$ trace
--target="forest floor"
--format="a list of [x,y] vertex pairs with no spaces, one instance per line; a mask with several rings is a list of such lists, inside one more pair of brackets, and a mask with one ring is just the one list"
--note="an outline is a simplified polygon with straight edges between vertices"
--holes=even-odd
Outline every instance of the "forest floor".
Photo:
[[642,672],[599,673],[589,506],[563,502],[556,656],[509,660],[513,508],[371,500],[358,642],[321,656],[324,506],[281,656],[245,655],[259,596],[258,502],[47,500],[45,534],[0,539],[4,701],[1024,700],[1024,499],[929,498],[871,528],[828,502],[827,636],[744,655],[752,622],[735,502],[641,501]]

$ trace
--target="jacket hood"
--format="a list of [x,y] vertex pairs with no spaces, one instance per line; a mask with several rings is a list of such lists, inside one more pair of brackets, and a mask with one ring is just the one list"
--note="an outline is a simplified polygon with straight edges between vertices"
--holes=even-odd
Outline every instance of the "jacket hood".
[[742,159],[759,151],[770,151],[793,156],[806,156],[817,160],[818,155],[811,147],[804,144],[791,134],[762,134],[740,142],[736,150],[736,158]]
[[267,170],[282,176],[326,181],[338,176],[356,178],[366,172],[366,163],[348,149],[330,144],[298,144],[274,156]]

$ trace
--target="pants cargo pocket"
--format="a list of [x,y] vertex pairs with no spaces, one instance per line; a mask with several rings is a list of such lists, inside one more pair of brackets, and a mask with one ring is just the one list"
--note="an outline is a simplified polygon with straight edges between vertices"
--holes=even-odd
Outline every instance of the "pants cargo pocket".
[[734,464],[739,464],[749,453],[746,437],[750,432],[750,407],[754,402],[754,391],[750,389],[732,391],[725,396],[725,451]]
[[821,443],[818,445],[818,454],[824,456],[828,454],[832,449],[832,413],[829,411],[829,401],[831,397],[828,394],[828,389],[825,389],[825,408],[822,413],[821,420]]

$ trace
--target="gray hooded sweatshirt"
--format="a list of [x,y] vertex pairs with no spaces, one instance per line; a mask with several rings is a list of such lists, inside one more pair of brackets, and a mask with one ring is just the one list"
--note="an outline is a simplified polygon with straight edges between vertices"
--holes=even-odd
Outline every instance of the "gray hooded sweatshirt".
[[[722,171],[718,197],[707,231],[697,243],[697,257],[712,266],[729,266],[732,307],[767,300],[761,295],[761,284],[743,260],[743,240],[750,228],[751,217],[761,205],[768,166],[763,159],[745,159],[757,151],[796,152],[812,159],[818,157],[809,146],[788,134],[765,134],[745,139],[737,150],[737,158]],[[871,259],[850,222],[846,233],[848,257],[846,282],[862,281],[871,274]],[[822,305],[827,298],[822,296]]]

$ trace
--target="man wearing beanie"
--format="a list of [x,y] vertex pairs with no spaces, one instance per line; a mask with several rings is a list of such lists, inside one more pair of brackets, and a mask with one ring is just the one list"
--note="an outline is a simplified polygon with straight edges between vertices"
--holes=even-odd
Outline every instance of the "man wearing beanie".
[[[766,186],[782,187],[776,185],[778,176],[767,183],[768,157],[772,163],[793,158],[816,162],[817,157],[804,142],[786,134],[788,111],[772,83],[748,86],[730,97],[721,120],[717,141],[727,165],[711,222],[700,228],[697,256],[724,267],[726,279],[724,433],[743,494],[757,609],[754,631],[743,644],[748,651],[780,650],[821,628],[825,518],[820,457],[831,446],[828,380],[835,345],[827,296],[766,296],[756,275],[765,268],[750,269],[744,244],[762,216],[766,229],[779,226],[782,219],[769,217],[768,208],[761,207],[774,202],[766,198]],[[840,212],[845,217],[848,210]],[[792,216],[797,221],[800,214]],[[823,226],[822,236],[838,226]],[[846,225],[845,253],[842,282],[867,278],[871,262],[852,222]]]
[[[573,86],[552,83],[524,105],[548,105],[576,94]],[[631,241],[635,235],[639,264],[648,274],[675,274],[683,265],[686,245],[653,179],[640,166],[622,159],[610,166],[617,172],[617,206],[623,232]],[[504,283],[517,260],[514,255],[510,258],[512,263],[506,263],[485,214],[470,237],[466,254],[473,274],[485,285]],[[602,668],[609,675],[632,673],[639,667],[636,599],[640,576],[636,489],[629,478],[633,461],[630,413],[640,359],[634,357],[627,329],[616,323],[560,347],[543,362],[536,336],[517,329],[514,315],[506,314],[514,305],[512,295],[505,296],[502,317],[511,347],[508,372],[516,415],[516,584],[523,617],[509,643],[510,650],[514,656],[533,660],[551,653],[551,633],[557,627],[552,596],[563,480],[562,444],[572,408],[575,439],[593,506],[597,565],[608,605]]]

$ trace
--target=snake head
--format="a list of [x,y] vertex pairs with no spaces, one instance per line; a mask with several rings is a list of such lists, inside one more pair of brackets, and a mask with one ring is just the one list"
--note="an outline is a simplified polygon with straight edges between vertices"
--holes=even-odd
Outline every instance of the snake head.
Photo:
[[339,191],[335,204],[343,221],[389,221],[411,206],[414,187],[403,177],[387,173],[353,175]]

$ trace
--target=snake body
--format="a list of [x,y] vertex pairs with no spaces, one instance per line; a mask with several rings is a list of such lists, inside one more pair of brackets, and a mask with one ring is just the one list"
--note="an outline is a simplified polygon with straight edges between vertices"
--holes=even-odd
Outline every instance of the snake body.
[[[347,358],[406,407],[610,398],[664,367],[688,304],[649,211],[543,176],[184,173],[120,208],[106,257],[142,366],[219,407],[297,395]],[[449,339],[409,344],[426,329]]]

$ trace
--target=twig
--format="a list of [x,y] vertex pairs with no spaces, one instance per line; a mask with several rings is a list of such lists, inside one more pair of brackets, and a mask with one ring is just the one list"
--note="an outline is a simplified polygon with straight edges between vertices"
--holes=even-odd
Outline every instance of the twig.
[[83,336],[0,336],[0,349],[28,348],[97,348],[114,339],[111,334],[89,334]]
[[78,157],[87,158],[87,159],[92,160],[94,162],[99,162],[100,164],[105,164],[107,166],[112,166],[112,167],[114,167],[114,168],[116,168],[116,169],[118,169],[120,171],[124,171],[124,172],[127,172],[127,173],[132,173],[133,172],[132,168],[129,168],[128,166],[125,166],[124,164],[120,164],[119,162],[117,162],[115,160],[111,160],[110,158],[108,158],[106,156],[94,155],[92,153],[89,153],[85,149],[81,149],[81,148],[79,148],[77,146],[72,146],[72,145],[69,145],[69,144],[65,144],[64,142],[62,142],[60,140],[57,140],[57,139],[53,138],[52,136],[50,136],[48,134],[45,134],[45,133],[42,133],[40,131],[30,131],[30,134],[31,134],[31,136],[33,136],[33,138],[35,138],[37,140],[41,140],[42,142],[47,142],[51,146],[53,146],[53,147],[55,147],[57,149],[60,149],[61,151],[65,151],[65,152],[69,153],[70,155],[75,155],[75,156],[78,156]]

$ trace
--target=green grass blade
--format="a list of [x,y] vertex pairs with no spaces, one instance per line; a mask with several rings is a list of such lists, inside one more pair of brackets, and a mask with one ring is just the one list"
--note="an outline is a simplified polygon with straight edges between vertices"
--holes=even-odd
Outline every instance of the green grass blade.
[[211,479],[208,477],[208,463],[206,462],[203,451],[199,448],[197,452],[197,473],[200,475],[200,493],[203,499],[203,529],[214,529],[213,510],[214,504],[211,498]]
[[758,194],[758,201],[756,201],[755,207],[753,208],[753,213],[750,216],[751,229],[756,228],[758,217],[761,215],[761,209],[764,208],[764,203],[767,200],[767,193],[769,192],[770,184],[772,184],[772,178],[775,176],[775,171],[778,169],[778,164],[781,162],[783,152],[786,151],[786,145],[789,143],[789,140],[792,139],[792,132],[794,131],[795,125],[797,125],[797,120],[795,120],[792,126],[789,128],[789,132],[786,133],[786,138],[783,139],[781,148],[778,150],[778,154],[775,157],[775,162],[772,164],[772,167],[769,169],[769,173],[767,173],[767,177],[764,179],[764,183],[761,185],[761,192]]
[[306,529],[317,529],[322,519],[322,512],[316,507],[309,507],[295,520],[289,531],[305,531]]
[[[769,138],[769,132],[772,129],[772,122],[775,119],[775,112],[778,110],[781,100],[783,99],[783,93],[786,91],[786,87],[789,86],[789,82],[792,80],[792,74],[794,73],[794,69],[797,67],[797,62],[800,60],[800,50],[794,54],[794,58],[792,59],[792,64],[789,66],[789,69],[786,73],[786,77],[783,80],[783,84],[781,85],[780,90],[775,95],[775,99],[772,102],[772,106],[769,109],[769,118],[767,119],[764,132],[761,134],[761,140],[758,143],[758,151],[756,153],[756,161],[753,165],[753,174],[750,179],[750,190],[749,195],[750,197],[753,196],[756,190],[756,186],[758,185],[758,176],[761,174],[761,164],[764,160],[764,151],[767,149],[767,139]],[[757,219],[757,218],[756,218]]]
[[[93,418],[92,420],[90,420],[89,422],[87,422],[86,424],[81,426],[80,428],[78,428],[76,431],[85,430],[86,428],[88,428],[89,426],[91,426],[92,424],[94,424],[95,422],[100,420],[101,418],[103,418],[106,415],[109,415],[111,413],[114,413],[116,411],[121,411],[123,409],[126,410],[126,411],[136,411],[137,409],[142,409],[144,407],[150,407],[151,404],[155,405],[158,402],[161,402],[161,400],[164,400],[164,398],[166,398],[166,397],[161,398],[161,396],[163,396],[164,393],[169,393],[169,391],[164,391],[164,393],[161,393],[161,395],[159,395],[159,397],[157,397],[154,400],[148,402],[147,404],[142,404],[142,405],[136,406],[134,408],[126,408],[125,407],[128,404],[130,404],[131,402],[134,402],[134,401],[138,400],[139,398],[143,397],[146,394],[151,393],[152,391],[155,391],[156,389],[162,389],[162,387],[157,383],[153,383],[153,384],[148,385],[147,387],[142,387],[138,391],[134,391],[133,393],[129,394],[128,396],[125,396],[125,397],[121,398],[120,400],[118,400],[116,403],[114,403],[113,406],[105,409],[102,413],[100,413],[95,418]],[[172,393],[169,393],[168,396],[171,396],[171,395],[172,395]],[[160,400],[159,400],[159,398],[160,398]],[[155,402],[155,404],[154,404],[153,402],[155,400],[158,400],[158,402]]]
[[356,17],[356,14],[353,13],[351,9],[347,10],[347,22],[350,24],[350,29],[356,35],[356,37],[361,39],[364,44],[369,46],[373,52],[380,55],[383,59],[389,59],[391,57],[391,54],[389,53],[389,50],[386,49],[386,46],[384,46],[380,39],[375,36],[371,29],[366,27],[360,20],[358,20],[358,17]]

- [BRIEF]: Within the lines above, find those holding the word "forest" and copy them.

- [ANSWER SPACE]:
--target="forest floor"
Outline every instance of the "forest floor".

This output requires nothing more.